╭─ Data for review
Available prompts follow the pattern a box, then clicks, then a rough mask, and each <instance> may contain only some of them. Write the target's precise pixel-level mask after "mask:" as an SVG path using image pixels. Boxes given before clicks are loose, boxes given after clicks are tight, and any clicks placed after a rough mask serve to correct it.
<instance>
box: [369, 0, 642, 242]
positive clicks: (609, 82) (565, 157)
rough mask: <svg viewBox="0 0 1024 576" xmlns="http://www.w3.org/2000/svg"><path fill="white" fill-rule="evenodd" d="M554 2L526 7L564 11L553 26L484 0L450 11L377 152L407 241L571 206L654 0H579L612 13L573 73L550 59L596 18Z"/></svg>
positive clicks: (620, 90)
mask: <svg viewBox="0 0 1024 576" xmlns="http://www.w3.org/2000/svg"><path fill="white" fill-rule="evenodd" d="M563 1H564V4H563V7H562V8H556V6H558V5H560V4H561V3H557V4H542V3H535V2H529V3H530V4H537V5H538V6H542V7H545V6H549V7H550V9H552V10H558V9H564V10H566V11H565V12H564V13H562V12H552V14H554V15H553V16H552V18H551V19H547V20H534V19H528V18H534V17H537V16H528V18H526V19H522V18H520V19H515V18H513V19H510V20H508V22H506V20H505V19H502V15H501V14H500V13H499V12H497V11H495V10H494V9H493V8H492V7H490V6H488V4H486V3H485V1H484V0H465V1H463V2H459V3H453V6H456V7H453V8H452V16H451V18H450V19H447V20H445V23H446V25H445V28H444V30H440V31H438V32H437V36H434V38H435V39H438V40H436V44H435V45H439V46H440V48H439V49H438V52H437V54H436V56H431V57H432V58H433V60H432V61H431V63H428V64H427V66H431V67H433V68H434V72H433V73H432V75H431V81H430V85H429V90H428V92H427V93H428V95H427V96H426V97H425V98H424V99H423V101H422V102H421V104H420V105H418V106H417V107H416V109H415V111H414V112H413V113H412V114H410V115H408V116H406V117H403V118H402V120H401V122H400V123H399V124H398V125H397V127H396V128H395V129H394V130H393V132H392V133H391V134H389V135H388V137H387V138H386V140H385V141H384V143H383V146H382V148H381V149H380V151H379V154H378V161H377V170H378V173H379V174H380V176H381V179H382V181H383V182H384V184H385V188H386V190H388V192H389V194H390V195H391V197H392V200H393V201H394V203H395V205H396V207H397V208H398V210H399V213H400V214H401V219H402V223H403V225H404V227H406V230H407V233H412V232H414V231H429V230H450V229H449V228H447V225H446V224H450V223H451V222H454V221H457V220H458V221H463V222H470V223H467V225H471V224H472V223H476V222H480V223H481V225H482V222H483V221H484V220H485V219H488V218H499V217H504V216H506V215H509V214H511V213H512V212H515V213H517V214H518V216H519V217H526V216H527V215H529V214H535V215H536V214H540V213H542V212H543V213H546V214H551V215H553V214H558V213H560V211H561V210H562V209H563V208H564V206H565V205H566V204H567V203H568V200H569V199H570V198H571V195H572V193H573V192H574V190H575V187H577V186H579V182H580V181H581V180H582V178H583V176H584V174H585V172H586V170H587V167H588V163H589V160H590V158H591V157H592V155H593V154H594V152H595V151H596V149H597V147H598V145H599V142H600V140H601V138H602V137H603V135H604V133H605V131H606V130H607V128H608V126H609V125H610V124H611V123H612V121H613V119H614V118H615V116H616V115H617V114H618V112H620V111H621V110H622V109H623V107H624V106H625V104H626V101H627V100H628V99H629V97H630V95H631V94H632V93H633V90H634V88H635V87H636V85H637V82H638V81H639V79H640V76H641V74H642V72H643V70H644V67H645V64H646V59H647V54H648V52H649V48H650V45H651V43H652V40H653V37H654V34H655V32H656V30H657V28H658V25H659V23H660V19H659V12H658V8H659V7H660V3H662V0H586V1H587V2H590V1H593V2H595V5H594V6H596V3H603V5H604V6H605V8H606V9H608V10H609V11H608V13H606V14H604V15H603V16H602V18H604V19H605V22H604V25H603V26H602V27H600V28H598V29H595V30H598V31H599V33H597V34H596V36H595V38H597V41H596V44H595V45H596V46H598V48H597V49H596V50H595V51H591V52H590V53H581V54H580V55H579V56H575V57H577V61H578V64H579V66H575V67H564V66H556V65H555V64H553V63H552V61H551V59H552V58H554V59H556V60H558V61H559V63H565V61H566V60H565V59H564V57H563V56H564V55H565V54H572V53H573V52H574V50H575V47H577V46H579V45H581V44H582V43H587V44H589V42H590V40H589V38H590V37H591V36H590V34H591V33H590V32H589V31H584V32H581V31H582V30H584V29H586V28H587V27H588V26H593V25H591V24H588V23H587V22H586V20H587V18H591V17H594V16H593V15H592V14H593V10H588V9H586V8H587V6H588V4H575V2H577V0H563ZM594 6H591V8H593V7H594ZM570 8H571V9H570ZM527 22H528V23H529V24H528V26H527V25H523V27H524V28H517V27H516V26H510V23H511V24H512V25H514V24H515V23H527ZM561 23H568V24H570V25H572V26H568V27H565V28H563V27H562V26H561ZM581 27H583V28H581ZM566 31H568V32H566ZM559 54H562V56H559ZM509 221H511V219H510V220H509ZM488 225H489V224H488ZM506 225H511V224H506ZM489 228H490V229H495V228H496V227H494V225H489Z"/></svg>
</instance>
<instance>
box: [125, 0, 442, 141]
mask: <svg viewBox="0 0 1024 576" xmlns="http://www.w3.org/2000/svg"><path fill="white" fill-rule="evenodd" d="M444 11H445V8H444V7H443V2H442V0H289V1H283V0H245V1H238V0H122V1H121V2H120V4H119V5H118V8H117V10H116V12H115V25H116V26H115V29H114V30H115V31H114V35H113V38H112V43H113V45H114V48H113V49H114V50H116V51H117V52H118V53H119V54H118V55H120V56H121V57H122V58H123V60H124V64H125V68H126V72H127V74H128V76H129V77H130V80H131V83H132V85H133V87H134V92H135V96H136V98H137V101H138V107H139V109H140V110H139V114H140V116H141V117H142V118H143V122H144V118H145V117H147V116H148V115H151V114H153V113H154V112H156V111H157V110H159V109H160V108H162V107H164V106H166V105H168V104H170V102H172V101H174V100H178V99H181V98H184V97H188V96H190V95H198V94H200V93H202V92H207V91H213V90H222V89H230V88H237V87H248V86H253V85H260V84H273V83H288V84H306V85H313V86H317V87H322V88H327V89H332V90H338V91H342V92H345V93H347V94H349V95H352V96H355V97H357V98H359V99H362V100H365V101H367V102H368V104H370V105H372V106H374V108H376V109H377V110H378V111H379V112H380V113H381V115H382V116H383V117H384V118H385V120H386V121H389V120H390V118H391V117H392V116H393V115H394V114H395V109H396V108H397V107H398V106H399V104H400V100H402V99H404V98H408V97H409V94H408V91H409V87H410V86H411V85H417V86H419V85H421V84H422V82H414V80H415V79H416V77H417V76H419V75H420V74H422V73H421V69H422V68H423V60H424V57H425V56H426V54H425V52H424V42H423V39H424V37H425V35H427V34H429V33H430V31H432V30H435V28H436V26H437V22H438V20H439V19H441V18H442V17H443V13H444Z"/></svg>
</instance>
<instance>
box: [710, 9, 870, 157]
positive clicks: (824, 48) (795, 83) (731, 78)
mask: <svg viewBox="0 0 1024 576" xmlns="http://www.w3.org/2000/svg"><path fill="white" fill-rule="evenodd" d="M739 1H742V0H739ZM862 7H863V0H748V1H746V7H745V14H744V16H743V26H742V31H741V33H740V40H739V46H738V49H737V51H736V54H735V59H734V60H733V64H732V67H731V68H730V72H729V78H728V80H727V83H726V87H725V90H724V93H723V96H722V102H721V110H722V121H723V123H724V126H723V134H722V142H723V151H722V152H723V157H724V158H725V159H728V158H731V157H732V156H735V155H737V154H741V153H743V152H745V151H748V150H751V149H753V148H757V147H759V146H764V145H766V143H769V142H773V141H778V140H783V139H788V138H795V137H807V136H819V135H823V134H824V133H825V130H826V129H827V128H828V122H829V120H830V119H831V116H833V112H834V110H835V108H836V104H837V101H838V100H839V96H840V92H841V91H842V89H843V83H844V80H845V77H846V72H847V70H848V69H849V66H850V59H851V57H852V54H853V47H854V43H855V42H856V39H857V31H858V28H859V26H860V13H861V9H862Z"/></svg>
╰─
◆ Aim of the exercise: Starting at the beginning of the records and ending at the line that contains "positive clicks: (620, 90)", output those lines as a numbered list, skipping any blank lines.

◆ Written answer:
1. Available prompts follow the pattern a box, then clicks, then a rough mask, and each <instance> may contain only some of them. Write the target's precise pixel-level mask after "mask:" as an SVG path using image pixels. Boxes given before clicks are loose, boxes given after clicks are tight, and any clicks placed after a rough mask serve to correct it.
2. <instance>
3. box: [369, 0, 642, 242]
4. positive clicks: (609, 82) (565, 157)
5. rough mask: <svg viewBox="0 0 1024 576" xmlns="http://www.w3.org/2000/svg"><path fill="white" fill-rule="evenodd" d="M554 2L526 7L564 11L553 26L484 0L450 11L377 152L407 241L571 206L654 0H579L612 13L573 73L550 59L596 18Z"/></svg>
6. positive clicks: (620, 90)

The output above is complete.